BEGIN Text excerpt

With the de-jobbing fixation of the 1990s, exploring the future of work was like going on a blind date, you never knew if it would turn out dismal or dreamy. You can read about it, with hype and hope all at once, but until you show up and plunge into that date with destiny, you won’t know if you’re in with a chance.

My short history of the future of work began 25 years ago. Recognizing an anniversary of sorts, I decided to take a fun ‘time travel flip-through’ of the extensive library of books, articles and conference notes I have amassed to see if and/or how our narrative on this topic may have changed here in 2019.

From the mid-90s and through the early 2000s, I had the privilege of a front-row seat in the career services space, as a consultant in both the Bell Canada career centre and a major career management/transition firm in Toronto. Future of work conversations were central to my individual client work. I had taken the plunge and became a sponge for relevant new insights that emerged in order to help people think their way forward.

Starting with 1994, what writing shaped the screenplay?

No contest, the volume that holds up best today is Job Shift by William Bridges. Like others feverishly writing at that time, though certainly not dreamy, he talked about de-jobbing: “… the job is not a timeless fact of human existence. It is a social artifact.” Yet Bridges offered a practical, proactive stance as evidenced in the book’s part two – “A Career Guide for the 21st Century Worker.”

In that same year, in Business Week’s 65th Anniversary Special Report, Rethinking Work, one article aligned with Bridges: “How will the new compact work? …The [career-resilient workforce] strategy acknowledges that job skills, like businesses, are ephemeral and that employees must be continually reinvented.”

If you wanted dismal, in 1995 the tome of the time was The End of Work by Jeremy Rifkin. “If the talent, energy, and resourcefulness of hundreds of millions of men and women are not directed to constructive ends, civilization will probably continue to disintegrate into a state of lawlessness from which there may be no easy return…finding an alternative to formal work in the marketplace is the critical task ahead for every nation on earth.”

END Text excerpt
BEGIN Dataset extract

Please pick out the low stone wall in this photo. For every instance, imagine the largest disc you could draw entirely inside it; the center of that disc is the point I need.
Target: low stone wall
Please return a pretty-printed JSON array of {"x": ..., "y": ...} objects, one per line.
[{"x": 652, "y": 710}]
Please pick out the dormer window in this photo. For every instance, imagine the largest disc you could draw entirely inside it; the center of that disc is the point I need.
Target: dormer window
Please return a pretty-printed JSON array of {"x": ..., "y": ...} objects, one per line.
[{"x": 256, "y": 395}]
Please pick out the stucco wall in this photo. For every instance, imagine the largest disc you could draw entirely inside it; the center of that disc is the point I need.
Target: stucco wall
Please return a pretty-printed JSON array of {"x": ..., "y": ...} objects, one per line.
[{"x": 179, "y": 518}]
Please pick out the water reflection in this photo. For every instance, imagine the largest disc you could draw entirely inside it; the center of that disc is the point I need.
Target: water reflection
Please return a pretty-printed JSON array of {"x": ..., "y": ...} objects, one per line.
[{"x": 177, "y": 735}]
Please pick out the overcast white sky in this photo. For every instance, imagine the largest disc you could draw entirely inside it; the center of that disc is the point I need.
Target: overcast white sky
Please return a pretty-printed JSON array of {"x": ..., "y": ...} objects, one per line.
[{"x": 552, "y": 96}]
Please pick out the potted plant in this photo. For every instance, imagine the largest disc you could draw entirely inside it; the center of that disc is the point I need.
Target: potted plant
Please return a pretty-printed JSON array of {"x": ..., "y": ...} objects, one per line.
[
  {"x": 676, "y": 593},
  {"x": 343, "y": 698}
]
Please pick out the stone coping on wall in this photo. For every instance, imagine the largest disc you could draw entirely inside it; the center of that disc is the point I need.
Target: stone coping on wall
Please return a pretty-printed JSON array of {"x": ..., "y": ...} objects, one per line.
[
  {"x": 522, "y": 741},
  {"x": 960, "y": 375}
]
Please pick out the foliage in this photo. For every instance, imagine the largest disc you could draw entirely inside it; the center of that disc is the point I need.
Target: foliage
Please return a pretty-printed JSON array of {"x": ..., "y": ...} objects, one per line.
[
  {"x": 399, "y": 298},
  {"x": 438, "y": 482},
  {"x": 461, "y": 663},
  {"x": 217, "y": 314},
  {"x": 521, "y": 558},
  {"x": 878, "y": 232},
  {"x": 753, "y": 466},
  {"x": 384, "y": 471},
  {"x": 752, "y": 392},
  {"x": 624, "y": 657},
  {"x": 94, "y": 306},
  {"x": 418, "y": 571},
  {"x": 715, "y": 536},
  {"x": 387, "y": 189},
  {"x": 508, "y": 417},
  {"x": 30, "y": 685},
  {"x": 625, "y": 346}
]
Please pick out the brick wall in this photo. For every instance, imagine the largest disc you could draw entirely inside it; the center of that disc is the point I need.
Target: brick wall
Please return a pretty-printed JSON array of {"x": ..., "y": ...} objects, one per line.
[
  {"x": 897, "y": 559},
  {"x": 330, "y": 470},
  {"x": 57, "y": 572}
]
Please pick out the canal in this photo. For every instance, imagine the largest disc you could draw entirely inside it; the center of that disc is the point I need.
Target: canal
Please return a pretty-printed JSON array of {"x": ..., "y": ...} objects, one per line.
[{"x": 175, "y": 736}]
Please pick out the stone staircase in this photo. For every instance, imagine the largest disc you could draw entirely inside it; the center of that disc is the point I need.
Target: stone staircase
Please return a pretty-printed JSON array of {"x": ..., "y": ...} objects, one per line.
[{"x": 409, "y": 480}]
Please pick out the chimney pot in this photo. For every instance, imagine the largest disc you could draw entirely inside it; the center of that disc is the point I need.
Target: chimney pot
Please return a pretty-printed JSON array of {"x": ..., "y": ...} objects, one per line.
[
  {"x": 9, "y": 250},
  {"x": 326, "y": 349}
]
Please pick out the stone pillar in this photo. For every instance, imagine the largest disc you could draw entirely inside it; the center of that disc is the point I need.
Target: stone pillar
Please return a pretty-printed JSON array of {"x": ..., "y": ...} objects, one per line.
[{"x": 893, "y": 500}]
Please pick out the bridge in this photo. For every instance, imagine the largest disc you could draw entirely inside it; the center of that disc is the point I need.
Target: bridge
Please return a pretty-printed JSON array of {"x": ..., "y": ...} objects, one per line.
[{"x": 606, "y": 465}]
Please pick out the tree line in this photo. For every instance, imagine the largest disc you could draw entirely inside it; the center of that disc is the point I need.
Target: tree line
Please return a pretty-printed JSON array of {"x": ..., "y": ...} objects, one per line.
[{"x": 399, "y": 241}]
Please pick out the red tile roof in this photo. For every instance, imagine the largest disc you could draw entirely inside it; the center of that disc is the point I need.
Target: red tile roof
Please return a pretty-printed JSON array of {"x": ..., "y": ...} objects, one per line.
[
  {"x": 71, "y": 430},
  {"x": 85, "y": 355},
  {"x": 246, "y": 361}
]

END Dataset extract

## Tasks and exercises
1. Answer these questions from the essay on the future of work.
(a) In which two settings did the author work as a consultant from the mid-90s through the early 2000s?
(b) Which book does the author say holds up best today, and who wrote it?
(c) What 1995 book does the essay call the tome of the time for those who wanted dismal, and who wrote it?
2. Write the next part of the essay on the future of work, starting after the quotation from The End of Work.

## The results
1.
(a) The Bell Canada career centre and a major career management/transition firm in Toronto.
(b) Job Shift, by William Bridges.
(c) The End of Work, by Jeremy Rifkin.

2.
Fear not. The premier issue of Fast Company magazine arrived later in 1995 with its aim: “to be the handbook of the business revolution. We will chronicle the changes under way in how companies create and compete, highlight the new practices shaping how work gets done, showcase teams who are inventing the future and reinventing business. Most of all, we will equip the people exploring this uncharted territory with the tools, techniques, models, and mind-sets they need.”

In with a chance, more tense years and “The Brand Called You”

What would we have done without Tom Peters? Though not the only voice, in the 1997 Fast Company piece “The Brand Called You,” Peters set us a path: “…the main chance is becoming a free agent in an economy of free agents…looking to do your best work…chalk up a remarkable track record…establish your own micro equivalent of the Nike swoosh.”

Since then, we have whiplashed through what was called in the 90’s the “new economy,” with handbooks such as The War for Talent (McKinsey), Free Agent Nation (Dan Pink) and The New Deal at Work (Peter Cappelli).

From the burst of the 2000 Dot-Com bubble and 9/11, to the 2008 Great Recession and now the AI revolution, we have received endless streams of books, articles and TED Talks directed at a business audience and/or the worker about the future of work. This has spawned even more content on consequential issues such as leadership, employee engagement and workplace diversity in an innovation economy, a digital economy, a networked economy, a gig economy. Whew again.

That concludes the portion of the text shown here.